►

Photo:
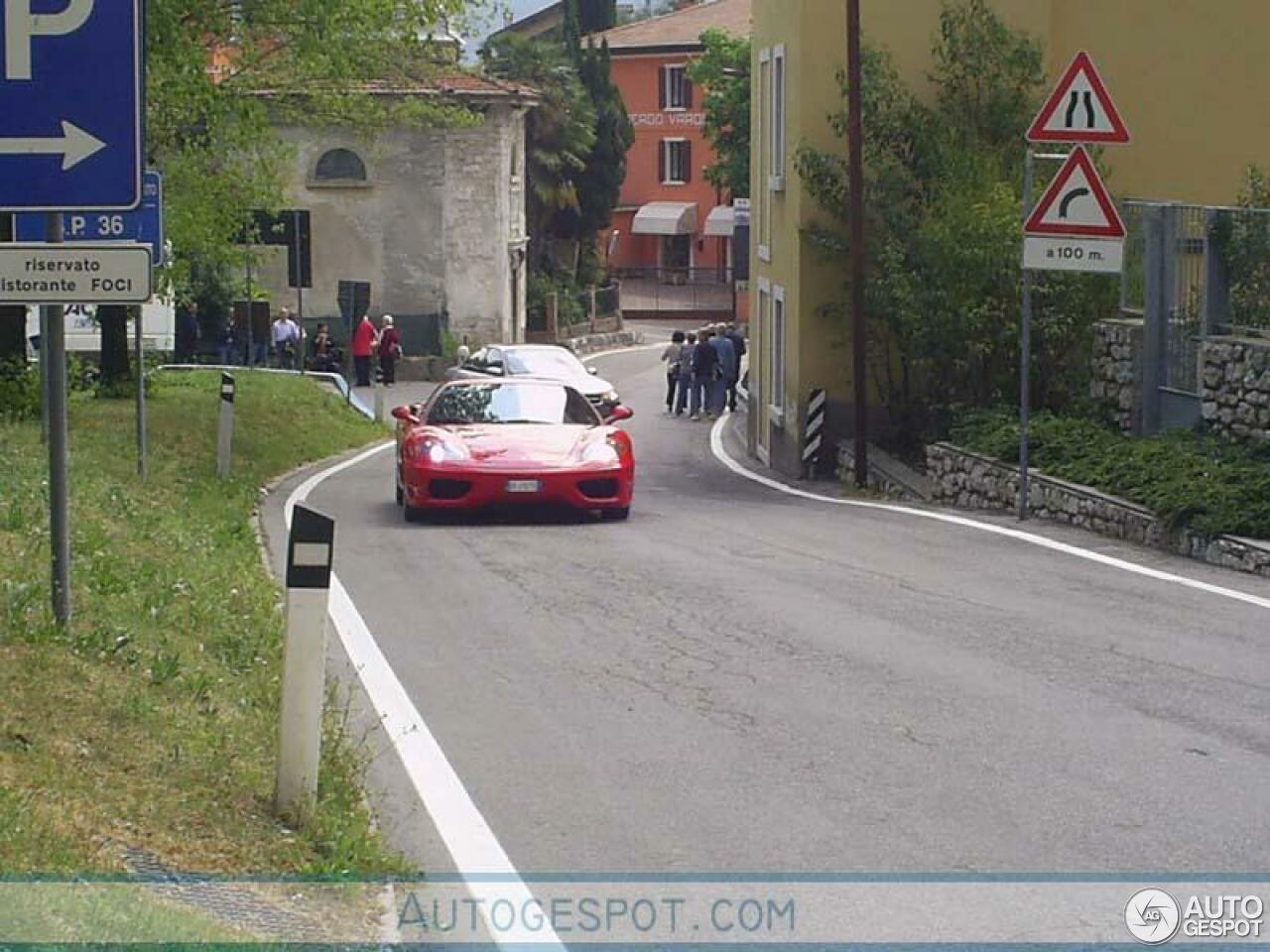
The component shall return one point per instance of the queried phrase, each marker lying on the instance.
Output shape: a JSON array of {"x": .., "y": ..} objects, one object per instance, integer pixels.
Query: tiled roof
[
  {"x": 683, "y": 27},
  {"x": 452, "y": 82}
]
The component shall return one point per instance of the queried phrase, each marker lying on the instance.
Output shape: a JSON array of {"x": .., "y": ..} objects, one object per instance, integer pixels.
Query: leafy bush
[
  {"x": 1189, "y": 480},
  {"x": 19, "y": 391}
]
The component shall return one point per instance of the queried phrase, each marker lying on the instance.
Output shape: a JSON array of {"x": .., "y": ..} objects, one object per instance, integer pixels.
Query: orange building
[{"x": 671, "y": 222}]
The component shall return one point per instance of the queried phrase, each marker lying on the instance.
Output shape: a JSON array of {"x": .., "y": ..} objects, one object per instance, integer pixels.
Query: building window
[
  {"x": 776, "y": 399},
  {"x": 761, "y": 381},
  {"x": 676, "y": 90},
  {"x": 339, "y": 167},
  {"x": 762, "y": 175},
  {"x": 676, "y": 162},
  {"x": 776, "y": 181}
]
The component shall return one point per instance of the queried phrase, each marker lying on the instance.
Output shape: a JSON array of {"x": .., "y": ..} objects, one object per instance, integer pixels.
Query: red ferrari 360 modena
[{"x": 479, "y": 443}]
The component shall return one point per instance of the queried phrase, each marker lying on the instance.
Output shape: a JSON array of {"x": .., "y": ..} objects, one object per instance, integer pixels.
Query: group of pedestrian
[
  {"x": 702, "y": 370},
  {"x": 371, "y": 341}
]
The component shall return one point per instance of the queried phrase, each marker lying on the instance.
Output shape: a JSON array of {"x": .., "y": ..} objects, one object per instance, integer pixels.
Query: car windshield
[
  {"x": 511, "y": 403},
  {"x": 552, "y": 362}
]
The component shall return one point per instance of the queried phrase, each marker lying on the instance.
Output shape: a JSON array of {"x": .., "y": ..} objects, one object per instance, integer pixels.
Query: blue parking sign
[
  {"x": 70, "y": 104},
  {"x": 143, "y": 225}
]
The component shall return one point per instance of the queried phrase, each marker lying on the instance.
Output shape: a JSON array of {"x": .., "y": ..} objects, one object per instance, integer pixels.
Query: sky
[{"x": 488, "y": 16}]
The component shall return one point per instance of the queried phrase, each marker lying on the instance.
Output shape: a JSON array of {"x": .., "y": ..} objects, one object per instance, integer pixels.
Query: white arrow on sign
[{"x": 75, "y": 145}]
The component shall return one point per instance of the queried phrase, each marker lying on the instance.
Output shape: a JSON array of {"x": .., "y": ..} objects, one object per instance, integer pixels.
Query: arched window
[{"x": 340, "y": 166}]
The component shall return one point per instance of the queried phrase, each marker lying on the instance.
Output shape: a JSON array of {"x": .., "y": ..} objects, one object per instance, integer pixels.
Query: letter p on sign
[{"x": 22, "y": 26}]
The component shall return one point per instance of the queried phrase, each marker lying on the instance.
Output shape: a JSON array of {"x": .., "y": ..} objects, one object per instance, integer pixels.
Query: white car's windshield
[
  {"x": 556, "y": 362},
  {"x": 508, "y": 403}
]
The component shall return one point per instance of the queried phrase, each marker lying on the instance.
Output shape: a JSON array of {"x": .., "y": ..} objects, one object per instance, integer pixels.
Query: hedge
[{"x": 1191, "y": 480}]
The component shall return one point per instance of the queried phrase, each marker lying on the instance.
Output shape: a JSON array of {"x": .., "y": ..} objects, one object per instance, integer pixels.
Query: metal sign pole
[
  {"x": 143, "y": 449},
  {"x": 59, "y": 453},
  {"x": 44, "y": 375},
  {"x": 300, "y": 320},
  {"x": 1025, "y": 358}
]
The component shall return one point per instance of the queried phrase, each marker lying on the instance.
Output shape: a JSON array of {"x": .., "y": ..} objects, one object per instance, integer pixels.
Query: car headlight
[
  {"x": 599, "y": 452},
  {"x": 435, "y": 451}
]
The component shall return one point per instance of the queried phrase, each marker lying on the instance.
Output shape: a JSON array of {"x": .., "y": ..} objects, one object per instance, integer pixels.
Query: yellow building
[{"x": 1189, "y": 77}]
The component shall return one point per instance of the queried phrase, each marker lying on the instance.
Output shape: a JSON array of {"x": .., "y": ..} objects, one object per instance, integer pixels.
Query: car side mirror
[{"x": 619, "y": 413}]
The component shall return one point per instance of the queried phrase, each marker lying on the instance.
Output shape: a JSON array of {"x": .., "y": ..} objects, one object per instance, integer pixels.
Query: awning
[
  {"x": 666, "y": 218},
  {"x": 720, "y": 221}
]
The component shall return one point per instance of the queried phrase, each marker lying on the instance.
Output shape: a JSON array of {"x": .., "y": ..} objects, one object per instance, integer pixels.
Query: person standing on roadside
[
  {"x": 686, "y": 349},
  {"x": 738, "y": 345},
  {"x": 390, "y": 349},
  {"x": 726, "y": 370},
  {"x": 363, "y": 347},
  {"x": 226, "y": 339},
  {"x": 671, "y": 357},
  {"x": 705, "y": 368}
]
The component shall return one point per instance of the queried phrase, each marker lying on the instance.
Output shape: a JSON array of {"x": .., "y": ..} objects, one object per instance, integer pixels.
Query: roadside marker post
[
  {"x": 310, "y": 552},
  {"x": 813, "y": 434},
  {"x": 225, "y": 434},
  {"x": 1075, "y": 226}
]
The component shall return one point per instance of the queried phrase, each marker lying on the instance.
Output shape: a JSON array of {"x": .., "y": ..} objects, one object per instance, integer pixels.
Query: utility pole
[{"x": 856, "y": 214}]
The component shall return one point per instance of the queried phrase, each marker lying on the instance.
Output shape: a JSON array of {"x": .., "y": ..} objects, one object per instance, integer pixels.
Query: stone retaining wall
[
  {"x": 973, "y": 481},
  {"x": 1234, "y": 388},
  {"x": 1115, "y": 371}
]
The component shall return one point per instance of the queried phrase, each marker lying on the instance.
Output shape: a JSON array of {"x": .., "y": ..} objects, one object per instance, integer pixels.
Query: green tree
[
  {"x": 599, "y": 182},
  {"x": 944, "y": 239},
  {"x": 211, "y": 132},
  {"x": 722, "y": 72},
  {"x": 561, "y": 135}
]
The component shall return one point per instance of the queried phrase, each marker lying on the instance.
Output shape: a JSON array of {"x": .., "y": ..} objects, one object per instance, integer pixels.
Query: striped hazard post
[{"x": 813, "y": 434}]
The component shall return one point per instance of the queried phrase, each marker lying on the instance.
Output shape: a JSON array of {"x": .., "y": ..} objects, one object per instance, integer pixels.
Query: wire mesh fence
[{"x": 1214, "y": 277}]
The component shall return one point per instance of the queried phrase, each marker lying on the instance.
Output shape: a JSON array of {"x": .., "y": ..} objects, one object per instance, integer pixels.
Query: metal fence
[
  {"x": 676, "y": 290},
  {"x": 1191, "y": 272}
]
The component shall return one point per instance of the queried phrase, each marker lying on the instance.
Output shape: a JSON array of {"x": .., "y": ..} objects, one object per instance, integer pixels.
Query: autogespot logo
[{"x": 1152, "y": 916}]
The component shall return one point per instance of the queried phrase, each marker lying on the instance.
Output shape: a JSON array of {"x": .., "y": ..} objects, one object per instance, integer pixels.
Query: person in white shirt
[{"x": 286, "y": 338}]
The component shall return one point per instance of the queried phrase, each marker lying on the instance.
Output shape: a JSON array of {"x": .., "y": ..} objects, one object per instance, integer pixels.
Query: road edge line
[
  {"x": 721, "y": 454},
  {"x": 479, "y": 857}
]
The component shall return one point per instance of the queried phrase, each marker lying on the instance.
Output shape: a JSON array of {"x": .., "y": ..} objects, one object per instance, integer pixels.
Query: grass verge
[
  {"x": 1191, "y": 480},
  {"x": 151, "y": 722}
]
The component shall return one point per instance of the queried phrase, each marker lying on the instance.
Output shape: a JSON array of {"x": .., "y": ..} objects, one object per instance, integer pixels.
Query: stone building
[{"x": 432, "y": 218}]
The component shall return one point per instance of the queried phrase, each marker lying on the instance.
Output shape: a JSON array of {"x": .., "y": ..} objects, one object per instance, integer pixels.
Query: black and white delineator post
[
  {"x": 813, "y": 435},
  {"x": 225, "y": 434},
  {"x": 310, "y": 551}
]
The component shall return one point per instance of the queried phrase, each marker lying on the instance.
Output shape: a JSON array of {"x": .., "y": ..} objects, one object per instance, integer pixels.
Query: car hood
[{"x": 520, "y": 444}]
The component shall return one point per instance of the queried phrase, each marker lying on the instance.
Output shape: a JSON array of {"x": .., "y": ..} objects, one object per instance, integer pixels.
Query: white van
[{"x": 84, "y": 335}]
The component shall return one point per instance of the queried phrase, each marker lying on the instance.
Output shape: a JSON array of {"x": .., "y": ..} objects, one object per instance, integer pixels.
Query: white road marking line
[
  {"x": 721, "y": 456},
  {"x": 486, "y": 870}
]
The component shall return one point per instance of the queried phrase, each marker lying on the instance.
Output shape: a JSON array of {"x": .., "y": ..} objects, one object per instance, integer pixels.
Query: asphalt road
[{"x": 737, "y": 680}]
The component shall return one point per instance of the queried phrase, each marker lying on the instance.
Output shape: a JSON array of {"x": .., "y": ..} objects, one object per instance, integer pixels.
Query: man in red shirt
[{"x": 363, "y": 345}]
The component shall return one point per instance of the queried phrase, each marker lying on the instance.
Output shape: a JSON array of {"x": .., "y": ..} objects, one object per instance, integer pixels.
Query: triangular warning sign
[
  {"x": 1080, "y": 109},
  {"x": 1076, "y": 203}
]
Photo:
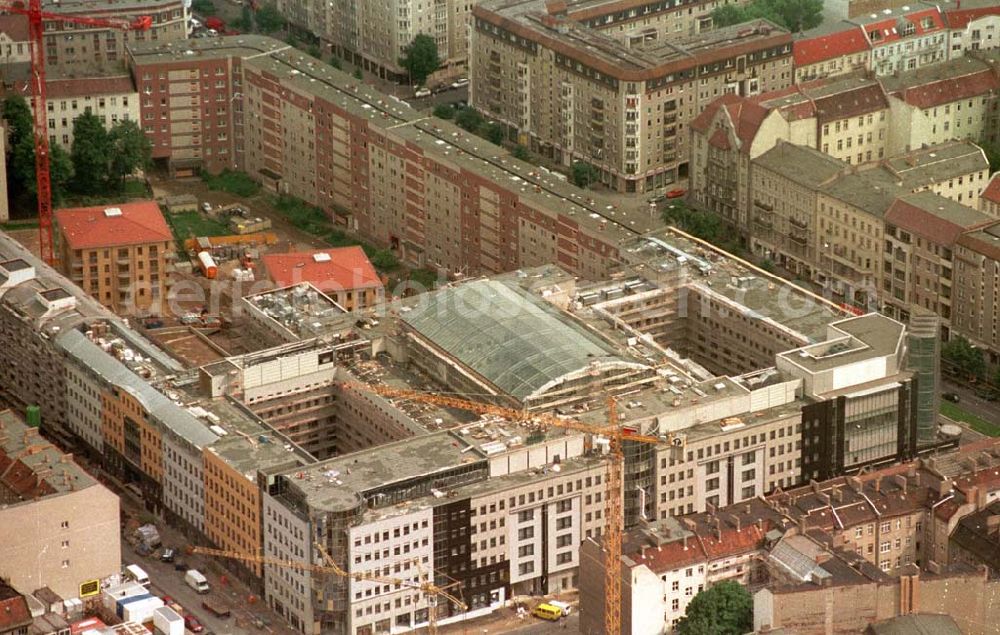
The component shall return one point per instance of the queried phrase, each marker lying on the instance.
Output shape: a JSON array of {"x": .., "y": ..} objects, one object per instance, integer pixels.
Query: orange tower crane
[
  {"x": 36, "y": 27},
  {"x": 428, "y": 587},
  {"x": 615, "y": 433}
]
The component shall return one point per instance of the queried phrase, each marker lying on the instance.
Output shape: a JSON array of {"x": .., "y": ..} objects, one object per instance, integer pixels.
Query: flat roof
[{"x": 518, "y": 342}]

◄

> **EXERCISE**: Locate every line in the listing above that contains the word "stone" and copy each such line. Case counts.

> **SOLUTION**:
Query: stone retaining wall
Query: stone building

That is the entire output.